**WORK INSTRUCTIONS:** Copy the entries below exactly. Images do not belong in the copy.

**RECORDS TO PROCESS:**
========

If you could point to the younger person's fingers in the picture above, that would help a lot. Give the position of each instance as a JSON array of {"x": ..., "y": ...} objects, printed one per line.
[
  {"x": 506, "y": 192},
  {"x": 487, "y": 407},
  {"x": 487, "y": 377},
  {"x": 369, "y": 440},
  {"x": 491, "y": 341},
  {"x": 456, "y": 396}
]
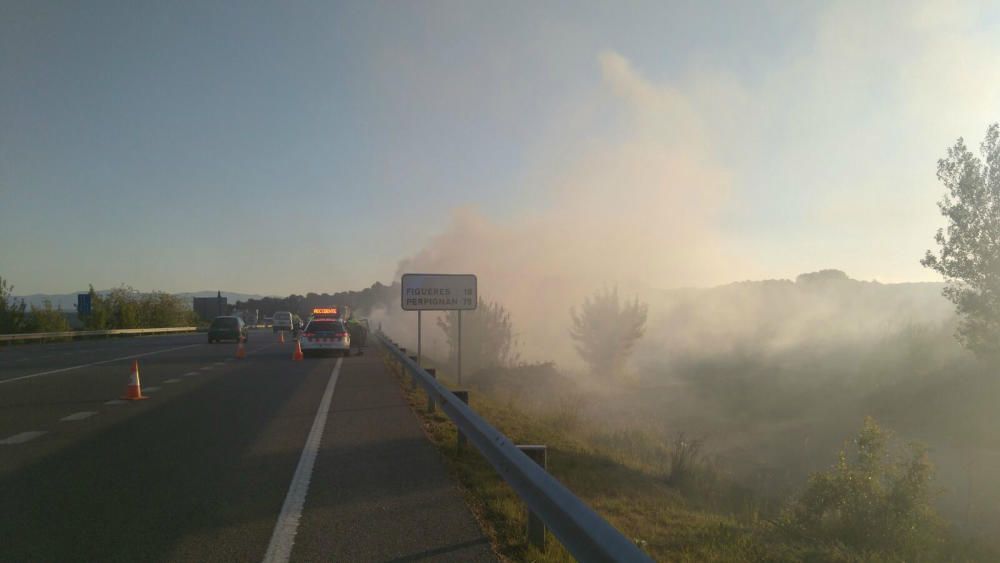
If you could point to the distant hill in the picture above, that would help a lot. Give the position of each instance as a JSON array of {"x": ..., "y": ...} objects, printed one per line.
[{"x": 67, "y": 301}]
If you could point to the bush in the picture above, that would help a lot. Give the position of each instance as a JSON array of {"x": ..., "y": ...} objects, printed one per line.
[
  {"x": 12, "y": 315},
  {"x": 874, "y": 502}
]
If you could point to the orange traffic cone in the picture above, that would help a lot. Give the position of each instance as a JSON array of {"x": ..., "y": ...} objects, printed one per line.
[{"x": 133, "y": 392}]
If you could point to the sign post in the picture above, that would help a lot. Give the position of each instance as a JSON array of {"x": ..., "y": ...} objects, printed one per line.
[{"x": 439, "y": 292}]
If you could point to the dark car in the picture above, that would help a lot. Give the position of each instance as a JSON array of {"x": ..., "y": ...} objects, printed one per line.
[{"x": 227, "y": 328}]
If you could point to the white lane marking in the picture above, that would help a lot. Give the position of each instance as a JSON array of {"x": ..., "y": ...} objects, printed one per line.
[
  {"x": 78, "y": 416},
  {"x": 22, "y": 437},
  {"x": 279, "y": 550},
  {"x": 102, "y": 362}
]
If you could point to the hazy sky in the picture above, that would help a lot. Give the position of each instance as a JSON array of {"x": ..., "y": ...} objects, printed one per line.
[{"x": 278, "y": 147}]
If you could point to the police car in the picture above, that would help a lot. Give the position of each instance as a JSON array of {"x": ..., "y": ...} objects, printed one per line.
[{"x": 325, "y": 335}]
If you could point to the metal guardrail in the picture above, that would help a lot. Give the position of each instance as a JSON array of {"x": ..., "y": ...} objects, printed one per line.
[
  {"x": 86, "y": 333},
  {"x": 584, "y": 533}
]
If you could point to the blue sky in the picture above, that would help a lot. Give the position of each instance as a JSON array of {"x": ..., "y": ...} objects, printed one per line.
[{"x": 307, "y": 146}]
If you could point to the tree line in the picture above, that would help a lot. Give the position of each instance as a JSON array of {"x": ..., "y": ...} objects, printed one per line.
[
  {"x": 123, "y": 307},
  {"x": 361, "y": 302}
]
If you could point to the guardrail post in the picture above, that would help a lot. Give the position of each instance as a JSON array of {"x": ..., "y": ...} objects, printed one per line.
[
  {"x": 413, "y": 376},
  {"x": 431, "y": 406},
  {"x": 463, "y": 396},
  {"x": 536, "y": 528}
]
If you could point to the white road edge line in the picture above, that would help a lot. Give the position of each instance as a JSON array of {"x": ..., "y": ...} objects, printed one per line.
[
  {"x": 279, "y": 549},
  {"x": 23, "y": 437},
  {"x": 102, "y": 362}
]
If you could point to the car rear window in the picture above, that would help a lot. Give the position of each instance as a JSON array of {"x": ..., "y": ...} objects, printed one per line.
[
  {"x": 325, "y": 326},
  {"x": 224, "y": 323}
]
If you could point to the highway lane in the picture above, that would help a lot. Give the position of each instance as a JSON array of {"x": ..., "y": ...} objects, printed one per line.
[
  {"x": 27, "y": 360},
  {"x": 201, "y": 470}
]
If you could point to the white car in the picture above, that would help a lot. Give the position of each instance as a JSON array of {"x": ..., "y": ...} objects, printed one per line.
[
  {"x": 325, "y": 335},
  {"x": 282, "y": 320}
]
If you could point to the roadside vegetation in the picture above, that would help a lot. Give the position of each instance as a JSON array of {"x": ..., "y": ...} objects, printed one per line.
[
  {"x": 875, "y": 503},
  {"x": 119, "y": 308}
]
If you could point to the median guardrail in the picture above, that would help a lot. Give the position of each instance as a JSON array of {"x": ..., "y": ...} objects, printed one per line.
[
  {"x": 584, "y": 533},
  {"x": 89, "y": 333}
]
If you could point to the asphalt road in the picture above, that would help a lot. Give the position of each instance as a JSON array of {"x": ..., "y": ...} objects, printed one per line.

========

**OUTPUT FOR THIS TASK:**
If you could point to the younger person's fingers in the picture above, that would help a lot. Give the position of each instance as a JSON array of {"x": ..., "y": ...} objects, printed one per line.
[
  {"x": 506, "y": 192},
  {"x": 487, "y": 407},
  {"x": 487, "y": 377},
  {"x": 369, "y": 440},
  {"x": 491, "y": 341},
  {"x": 456, "y": 396}
]
If you could point to the distant hill in the picture above, that would help a lot. Give the position of each instance as a JSON array of {"x": ..., "y": ...} objects, printed one per line.
[{"x": 67, "y": 301}]
If you could point to the bush in the picture above, that would help a lot. Give the position of each instance as a JSON array of {"x": ..., "y": ...} objects, printed one per line.
[
  {"x": 12, "y": 315},
  {"x": 874, "y": 502}
]
If you could point to the orange traffic cone in the picture above, that would help a lot. Give the position of each instance as a JSON array of {"x": ..., "y": ...} objects, printed one per line.
[{"x": 133, "y": 392}]
If you could point to the sign post in the picture above, that would help a lot. Give the position of each instance as a JSON array of {"x": ..., "y": ...} objects, printed one per line.
[{"x": 439, "y": 292}]
If you could point to the dark car in the picture above, that would help a lot. Give the position of each instance as a JSON array of {"x": ..., "y": ...} objects, printed one per line.
[{"x": 227, "y": 328}]
If you could point to the white lane marking in the picture above, that would help a lot. Give the position of each instance as a JSON array of {"x": ..., "y": ...} objects, printed one per line.
[
  {"x": 78, "y": 416},
  {"x": 22, "y": 437},
  {"x": 279, "y": 550},
  {"x": 102, "y": 362}
]
If you could point to the hazy sky in the picture above, that would help a lot. Give the position of each instance as a JSON array of {"x": ..., "y": ...} objects, printed one per line.
[{"x": 278, "y": 147}]
If you could point to the police car in the picture above, that would help a lot. Give the position of each instance as a JSON array of {"x": ..., "y": ...} objects, printed one per line.
[{"x": 325, "y": 335}]
If you could point to the metal guardrail in the picture above, that would help a lot. Give the position of each instance as a JSON array of {"x": ..., "y": ...} objects, printed one per line.
[
  {"x": 86, "y": 333},
  {"x": 584, "y": 533}
]
If you could point to the blue sky in the picture above, that would help a lot. Give the position of each instance as a JSON array of {"x": ..., "y": ...} objects, printed one per line.
[{"x": 307, "y": 146}]
If you could point to the tree line in the picture above, that would help a lot. Give the position of each instance as a JSON array of {"x": ..., "y": ...} objects, printed one per line.
[
  {"x": 123, "y": 307},
  {"x": 361, "y": 302}
]
If you could point to the guardrail post in the picture above, that would help a lot. Give the position of each instance as a JSON array of {"x": ..., "y": ...} objects, printed one per line.
[
  {"x": 413, "y": 376},
  {"x": 431, "y": 406},
  {"x": 463, "y": 396},
  {"x": 536, "y": 528}
]
If you could point to the white road edge line in the picture above, that would help a lot. Give the position of each instance as a JSON array of {"x": ..., "y": ...} objects, printed one per line.
[
  {"x": 279, "y": 549},
  {"x": 23, "y": 437},
  {"x": 102, "y": 362}
]
If you could point to the car rear window in the picture above, that would help a lot. Give the position of each instance as a JSON array of {"x": ..., "y": ...} objects, printed one per line.
[
  {"x": 325, "y": 326},
  {"x": 224, "y": 323}
]
If you could point to the highway lane in the picture above, that would help a lot. Give the position of each instance as a JSON array of {"x": ..., "y": ...} objects, printed one per line.
[
  {"x": 27, "y": 360},
  {"x": 201, "y": 470}
]
If you could point to the white car in the picture above, that would help a lot. Give the position of each instance as a JSON array of {"x": ..., "y": ...} objects, printed one per line.
[
  {"x": 325, "y": 335},
  {"x": 282, "y": 320}
]
If you could point to the roadside vegetation in the picture above, that would help a lot. Give the position of each instance as a JSON array of {"x": ..., "y": ...} objects, printed one per line.
[
  {"x": 875, "y": 503},
  {"x": 119, "y": 308}
]
If you could point to the median guardrail in the picture above, that would help a lot. Give the position of each instance as a JSON array of {"x": ..., "y": ...} objects, printed one per line.
[
  {"x": 584, "y": 533},
  {"x": 89, "y": 333}
]
If you could point to the asphalt road in the picture above, that would help a lot. Give the position of each instance as a JSON array of {"x": ..., "y": ...} objects, printed one per line.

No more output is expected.